--- Begin ROWS ---

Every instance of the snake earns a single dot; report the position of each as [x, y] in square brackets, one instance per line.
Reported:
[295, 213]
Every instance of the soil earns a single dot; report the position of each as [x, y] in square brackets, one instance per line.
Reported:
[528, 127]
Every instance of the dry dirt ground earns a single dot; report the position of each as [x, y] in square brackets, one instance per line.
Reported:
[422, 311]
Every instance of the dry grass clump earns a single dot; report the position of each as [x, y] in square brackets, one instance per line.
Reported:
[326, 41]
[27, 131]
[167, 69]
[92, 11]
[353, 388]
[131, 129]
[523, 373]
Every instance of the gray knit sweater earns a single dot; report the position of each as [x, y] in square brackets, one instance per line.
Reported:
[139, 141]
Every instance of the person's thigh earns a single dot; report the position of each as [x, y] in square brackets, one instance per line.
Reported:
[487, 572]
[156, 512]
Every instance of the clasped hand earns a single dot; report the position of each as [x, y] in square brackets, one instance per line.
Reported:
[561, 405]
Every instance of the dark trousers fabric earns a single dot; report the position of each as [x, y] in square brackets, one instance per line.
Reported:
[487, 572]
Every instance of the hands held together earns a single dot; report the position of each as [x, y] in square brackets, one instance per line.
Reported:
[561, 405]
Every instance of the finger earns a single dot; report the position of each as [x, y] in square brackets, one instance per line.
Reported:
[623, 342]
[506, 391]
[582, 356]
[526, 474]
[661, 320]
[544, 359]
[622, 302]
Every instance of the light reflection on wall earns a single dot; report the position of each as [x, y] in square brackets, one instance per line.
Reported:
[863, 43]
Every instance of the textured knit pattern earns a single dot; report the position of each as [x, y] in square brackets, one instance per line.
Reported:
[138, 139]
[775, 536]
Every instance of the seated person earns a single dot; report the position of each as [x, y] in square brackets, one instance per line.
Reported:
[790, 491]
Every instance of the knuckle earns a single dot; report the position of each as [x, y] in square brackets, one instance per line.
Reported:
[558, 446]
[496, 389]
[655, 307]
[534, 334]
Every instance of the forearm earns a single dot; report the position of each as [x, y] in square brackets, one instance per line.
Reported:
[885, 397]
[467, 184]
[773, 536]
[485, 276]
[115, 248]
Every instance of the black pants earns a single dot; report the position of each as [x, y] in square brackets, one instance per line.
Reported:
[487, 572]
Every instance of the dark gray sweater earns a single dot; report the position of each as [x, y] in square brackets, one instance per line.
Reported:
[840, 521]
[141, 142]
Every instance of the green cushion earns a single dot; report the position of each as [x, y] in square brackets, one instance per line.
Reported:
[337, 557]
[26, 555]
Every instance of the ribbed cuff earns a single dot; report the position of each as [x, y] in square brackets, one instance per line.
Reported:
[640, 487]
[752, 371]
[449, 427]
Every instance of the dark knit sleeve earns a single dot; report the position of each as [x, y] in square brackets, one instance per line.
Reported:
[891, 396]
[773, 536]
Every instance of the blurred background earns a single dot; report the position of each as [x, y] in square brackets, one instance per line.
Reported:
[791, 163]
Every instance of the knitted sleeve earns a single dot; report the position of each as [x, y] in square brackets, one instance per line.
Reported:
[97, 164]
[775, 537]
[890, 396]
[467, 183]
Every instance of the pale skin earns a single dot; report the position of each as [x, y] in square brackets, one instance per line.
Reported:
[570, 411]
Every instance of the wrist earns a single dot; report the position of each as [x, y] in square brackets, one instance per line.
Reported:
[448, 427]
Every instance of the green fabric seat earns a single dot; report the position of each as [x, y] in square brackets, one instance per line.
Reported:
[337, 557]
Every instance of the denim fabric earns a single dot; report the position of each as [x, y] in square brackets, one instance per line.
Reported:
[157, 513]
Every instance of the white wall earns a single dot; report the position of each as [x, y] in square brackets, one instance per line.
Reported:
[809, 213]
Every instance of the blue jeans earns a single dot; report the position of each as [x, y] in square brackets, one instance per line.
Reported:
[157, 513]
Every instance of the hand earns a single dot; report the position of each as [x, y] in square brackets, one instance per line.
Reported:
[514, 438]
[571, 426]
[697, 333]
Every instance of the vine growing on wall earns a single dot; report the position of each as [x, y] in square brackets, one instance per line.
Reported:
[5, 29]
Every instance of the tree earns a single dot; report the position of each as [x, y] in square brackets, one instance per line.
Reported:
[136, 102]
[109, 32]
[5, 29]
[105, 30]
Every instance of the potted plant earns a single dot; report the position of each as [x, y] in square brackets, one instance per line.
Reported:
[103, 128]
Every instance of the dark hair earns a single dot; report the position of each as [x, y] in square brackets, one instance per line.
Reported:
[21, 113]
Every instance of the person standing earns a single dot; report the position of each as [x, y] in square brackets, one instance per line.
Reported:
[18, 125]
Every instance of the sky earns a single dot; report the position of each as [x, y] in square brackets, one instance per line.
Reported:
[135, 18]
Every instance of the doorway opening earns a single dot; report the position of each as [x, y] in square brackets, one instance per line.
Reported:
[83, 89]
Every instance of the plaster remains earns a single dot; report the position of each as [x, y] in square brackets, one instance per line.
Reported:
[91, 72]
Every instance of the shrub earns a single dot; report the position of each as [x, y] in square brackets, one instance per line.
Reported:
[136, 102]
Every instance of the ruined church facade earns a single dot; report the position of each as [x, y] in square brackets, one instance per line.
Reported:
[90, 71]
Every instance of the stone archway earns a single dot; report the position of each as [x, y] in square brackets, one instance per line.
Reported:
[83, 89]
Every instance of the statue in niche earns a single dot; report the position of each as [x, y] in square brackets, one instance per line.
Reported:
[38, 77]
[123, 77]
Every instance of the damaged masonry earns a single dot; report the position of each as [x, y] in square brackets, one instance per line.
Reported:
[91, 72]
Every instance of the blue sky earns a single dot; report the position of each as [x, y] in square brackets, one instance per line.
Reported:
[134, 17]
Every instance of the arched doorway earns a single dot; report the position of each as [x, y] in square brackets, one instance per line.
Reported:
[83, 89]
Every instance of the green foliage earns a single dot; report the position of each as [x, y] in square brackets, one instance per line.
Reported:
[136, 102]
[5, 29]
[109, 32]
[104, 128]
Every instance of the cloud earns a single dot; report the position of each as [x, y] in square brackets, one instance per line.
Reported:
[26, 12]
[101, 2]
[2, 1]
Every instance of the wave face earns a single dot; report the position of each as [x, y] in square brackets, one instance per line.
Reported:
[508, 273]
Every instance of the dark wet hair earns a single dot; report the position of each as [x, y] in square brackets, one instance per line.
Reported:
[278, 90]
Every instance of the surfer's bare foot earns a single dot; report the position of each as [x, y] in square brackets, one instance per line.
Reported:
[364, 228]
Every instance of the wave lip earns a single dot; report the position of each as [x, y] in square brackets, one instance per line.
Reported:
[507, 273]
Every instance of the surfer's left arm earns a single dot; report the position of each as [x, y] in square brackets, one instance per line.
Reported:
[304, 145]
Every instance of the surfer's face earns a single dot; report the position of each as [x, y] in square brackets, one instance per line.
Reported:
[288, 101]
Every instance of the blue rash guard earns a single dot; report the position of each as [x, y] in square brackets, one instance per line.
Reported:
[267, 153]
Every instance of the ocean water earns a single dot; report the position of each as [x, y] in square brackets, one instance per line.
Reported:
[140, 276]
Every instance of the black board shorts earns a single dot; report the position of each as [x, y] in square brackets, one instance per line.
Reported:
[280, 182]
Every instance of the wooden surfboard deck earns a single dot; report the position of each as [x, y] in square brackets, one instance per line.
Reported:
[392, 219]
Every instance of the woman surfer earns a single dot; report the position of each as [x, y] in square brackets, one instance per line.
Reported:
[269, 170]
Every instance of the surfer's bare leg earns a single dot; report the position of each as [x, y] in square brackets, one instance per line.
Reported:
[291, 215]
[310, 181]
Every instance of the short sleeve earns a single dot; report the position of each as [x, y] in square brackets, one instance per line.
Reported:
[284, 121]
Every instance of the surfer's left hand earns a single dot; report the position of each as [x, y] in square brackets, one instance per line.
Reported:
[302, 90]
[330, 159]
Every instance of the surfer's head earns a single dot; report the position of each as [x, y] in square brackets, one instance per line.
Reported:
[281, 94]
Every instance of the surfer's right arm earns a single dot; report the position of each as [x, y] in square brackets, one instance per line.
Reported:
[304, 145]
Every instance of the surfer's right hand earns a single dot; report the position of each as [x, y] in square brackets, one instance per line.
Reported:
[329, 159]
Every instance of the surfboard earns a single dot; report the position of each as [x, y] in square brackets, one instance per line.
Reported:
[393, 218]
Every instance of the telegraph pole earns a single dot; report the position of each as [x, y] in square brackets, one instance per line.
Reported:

--- End ROWS ---

DESCRIPTION OF THE TASK — Begin with the line that contains "Every instance of the blue rash" and quote each line after it exactly, stopping after the last line of the data.

THE RESPONSE —
Every instance of the blue rash guard earns a single dot; report the position of each as [x, y] in square brackets, one instance per line.
Reported:
[267, 153]
Every instance of the ocean water earns a single dot; report the position of each as [x, y] in square brackets, one instance per line.
Reported:
[140, 276]
Every instance of the black board shorts earns a single dot; report the position of each as [x, y] in square brackets, one instance per line.
Reported:
[280, 182]
Every instance of the wooden surfboard deck earns a single dot; report the position of each as [x, y] in square brackets, one instance per line.
Reported:
[392, 219]
Every instance of the woman surfer earns a single dot; report the position of each as [x, y] in square brackets, one instance per line.
Reported:
[269, 170]
Every instance of the surfer's bare leg earns a single dot; report the position of each as [x, y] in square brackets, one instance per line.
Reported:
[291, 215]
[310, 181]
Every instance of the short sleeve earns a single dot; report the position of each as [x, y] in square brackets, one instance per line.
Reported:
[284, 121]
Every instance of the surfer's left hand earns a single dot; report the position of each as [x, y] in square brackets, one instance per line.
Reported:
[302, 90]
[330, 159]
Every instance of the surfer's head earns a single dot; report the position of each as [x, y] in square brackets, one instance per line.
Reported:
[281, 94]
Every instance of the surfer's right arm earns a single dot; report the position of each as [x, y] in square brackets, one instance per line.
Reported:
[304, 145]
Every instance of the surfer's right hand earns a single dot; report the position of each as [x, y] in square brackets, one instance per line.
Reported:
[329, 159]
Every instance of the surfboard earns a single dot; report the position of each as [x, y] in square brackets, one instance per line.
Reported:
[393, 218]
Every instance of the telegraph pole earns a single dot; report the position of each as [x, y] in square brackets, one instance per line.
Reported:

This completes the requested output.